# INPUT FOR THIS TASK:
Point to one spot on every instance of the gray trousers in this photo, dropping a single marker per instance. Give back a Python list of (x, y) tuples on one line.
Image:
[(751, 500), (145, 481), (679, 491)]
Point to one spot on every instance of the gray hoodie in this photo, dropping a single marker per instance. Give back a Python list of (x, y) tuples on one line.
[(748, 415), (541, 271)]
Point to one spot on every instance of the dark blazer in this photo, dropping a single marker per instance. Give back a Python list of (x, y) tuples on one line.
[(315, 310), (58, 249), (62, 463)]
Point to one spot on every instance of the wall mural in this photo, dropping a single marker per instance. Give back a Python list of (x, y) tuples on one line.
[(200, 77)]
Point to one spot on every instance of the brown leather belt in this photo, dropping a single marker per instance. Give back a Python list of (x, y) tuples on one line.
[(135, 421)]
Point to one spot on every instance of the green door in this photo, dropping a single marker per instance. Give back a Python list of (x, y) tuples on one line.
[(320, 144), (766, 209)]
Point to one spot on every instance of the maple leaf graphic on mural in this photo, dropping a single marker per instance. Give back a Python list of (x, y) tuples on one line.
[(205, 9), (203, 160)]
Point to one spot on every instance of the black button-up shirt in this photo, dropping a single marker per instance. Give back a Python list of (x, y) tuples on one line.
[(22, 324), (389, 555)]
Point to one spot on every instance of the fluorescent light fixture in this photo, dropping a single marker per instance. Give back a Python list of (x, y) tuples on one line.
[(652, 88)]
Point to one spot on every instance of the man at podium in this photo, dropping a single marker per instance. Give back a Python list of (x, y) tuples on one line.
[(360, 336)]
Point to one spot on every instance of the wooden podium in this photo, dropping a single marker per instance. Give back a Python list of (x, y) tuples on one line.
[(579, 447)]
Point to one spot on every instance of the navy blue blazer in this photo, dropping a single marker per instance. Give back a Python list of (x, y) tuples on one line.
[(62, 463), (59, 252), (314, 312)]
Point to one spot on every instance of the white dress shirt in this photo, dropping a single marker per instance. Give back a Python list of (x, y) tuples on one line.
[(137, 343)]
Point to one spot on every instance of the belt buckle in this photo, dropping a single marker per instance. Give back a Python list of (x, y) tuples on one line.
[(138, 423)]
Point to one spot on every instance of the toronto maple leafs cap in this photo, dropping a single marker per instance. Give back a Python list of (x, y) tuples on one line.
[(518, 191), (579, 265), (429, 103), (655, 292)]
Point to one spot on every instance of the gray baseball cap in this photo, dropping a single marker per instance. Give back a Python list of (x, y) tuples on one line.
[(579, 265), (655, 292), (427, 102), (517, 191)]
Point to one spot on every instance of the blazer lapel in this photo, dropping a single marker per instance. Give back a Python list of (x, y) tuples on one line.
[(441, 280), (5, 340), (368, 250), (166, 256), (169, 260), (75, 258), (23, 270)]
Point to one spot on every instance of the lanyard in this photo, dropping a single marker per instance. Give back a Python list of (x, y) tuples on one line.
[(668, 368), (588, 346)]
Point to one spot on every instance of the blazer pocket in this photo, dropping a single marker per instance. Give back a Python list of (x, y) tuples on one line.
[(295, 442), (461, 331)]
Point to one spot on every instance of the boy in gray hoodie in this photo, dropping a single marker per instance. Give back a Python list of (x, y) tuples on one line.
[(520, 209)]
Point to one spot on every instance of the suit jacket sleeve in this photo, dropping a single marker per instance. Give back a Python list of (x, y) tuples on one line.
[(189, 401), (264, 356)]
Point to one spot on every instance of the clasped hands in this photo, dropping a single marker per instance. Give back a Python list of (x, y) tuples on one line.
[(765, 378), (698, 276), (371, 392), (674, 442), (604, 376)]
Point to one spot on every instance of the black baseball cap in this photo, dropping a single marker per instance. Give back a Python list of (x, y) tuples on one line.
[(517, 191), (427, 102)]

# WHAT THE TASK ASKS:
Convert every item above into a JSON array of strings, one string per line, leaving out any blank lines.

# ANSWER TO THIS EXERCISE:
[
  "Point to one spot on every instance of the gray trousers in this photo, dropping a single marker per instance. Give back a Python list of (x, y) tuples on one line.",
  "Image:",
  "[(751, 500), (145, 481), (679, 491)]",
  "Point to one spot on every instance of the gray hoodie in this photo, dropping a single marker per instance. Give back a Python list of (x, y) tuples on one line.",
  "[(748, 415), (541, 271)]",
  "Point to one spot on every instance of the dark blazer in this photo, dropping a single marker per instance. Give back a Python list of (x, y) tuples on one line.",
  "[(315, 310), (58, 249), (62, 463)]",
  "Point to one spot on every instance of the wall mural in this photo, dropping a single marker per instance. Give back a Python list of (x, y) tuples on one line.",
  "[(200, 77)]",
  "Point to one spot on every instance of the brown leather belt in this photo, dropping a single marker per instance. Give back a Python list of (x, y) tuples on one line.",
  "[(135, 421)]",
  "Point to one spot on every instance of the green door in this photo, dropping a single marker per instance. Give back a Python list of (x, y) tuples on one line.",
  "[(320, 144), (766, 209)]",
  "Point to one spot on every instance of the maple leaf graphic on mural in this photo, dropping a single marker per instance. Give back a Python list of (x, y) tuples on one line.",
  "[(205, 9), (203, 160)]",
  "Point to one spot on every instance of the black button-up shirt in this photo, dropping a single marker per instance. Give back a Python list of (x, y) tuples on one line.",
  "[(22, 324), (389, 555)]",
  "Point to one spot on every instance of the fluorescent light fixture in this photo, dropping a single marker per instance. Give back a Python list of (x, y) tuples on one line.",
  "[(652, 88)]",
  "Point to one spot on every instance of the man at podium in this photo, dropping a single marker per instance. Give back a Python list of (x, y) tuples on one line.",
  "[(360, 336)]",
  "Point to one spot on every instance of the wooden podium in this photo, dropping a single marker per instance. Give back a Python list of (x, y) tuples on one line.",
  "[(579, 447)]",
  "Point to one spot on every instance of the navy blue blazer in this photo, dropping a single marker per instance. Give back a Python list of (x, y) tuples on one line.",
  "[(62, 463), (59, 252), (314, 312)]",
  "Point to one spot on every instance of the white dress shirt in this photo, dropping a single marker per instance. Give back a Python list of (x, y) tuples on one line.",
  "[(137, 343)]",
  "Point to one spot on every instance of the belt buckle in this photo, dropping a single marker per instance. Give back a Python list of (x, y) tuples on one line.",
  "[(138, 423)]",
  "Point to one spot on every instance of the toronto maple leafs cap in this photo, dropping a single marker per instance. Give back a Python list of (x, y) tuples on one line.",
  "[(518, 191), (579, 265), (429, 103), (655, 292)]",
  "Point to one spot on every instance of the gray baseball cap in this photo, dropping a single marker per instance. Give back a Python list of (x, y) tuples on one line.",
  "[(579, 265), (655, 292), (427, 102), (517, 191)]",
  "Point to one spot on every instance of the blazer lapel in this photo, dropping a single marker per instance. Give back a Python list of (x, y) tuples on one line.",
  "[(441, 280), (5, 340), (368, 250), (166, 256), (169, 260), (75, 258), (23, 270)]",
  "Point to one spot on every instance of the lanyard in this photo, dropping a single marker per instance. Give back a Python list of (x, y) tuples on one line.",
  "[(668, 368), (588, 346)]",
  "Point to one spot on every instance of the blazer pocket in this photo, dropping a single marker per instance. Give back a Python list of (x, y) tuples on one line.",
  "[(295, 442), (461, 331)]",
  "Point to one spot on every instance of the boy in gray hoodie in this photo, dropping a single marker per instance. Give back a Python list of (x, y) tuples on one line.",
  "[(520, 209)]",
  "Point to one spot on every instance of the suit jacket sleeve in this photo, dropping a single marker per instance. Give back a Python list of (x, y) tuples on one line.",
  "[(189, 401), (264, 356)]",
  "Point to one spot on every instance of the clasped hands in this photo, dropping a single marker per instance. Give back a Python list of (x, y) tuples on one line.",
  "[(765, 378), (698, 276), (371, 392), (674, 442), (604, 376)]",
  "Point to one spot on every instance of the black baseball cap in this photo, dropping a single marker per instance. Give back a Python list of (x, y) tuples on one line.",
  "[(517, 191), (427, 102)]"
]